PROVIDED PASSAGE =>

🤖 AI Summary
This work addresses the high inference latency of large language models (LLMs) in generative recommendation systems, primarily caused by lengthy personalized prompts that hinder industrial deployment. To overcome this challenge, the authors propose RcLLM, a novel system that accelerates LLM inference through mechanisms surpassing conventional prefix caching. RcLLM decomposes prompts into non-contiguous, reusable segments and integrates a similarity-aware chunking strategy, a hierarchical distributed key-value (KV) cache, a global affinity-aware scheduler, and a selective attention mechanism. Experimental results on real-world datasets demonstrate that RcLLM reduces time-to-first-token by 1.31× to 9.51× while maintaining near-zero accuracy degradation, thereby enabling efficient and real-time generative recommendations.
📝 Abstract
Large Language Models (LLMs) are transforming recommendation from ranking into a generative task, but industrial deployment remains limited by the high latency of processing long, personalized prompts. Standard prefix caching provides limited benefit because reuse in recommendation workloads is often non-contiguous across user histories and item contexts. We present RcLLM, a distributed inference system for generative recommendation with Beyond-Prefix KV Caching. RcLLM decomposes prompts into reusable blocks and supports large item catalogs with a stratified distributed storage design: compact user-history caches are replicated for zero-latency retrieval, while massive item caches are sharded using similarity-aware placement. To reduce redundant quadratic attention computation, RcLLM combines an affinity-based global scheduler that improves data locality with a selective attention mechanism that corrects approximation errors. Experiments on real-world datasets show that RcLLM reduces Time-To-First-Token (TTFT) by 1.31x-9.51x compared with state-of-the-art prefix caching systems, enabling real-time serving with negligible impact on recommendation accuracy.

Dataset listing:
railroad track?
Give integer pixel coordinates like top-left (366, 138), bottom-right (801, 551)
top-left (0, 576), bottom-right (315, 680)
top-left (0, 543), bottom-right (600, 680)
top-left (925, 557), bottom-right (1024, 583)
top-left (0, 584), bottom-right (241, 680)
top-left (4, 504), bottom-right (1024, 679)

WORK INSTRUCTIONS => According to the RcLLM page, why does standard prefix caching help little with generative recommendation? The listing plays no part in the task.

RESULT FOR THIS TASK => In recommendation workloads, reuse is often non-contiguous across user histories and item contexts. Prefix caching can only reuse a matching prefix, so it provides limited benefit.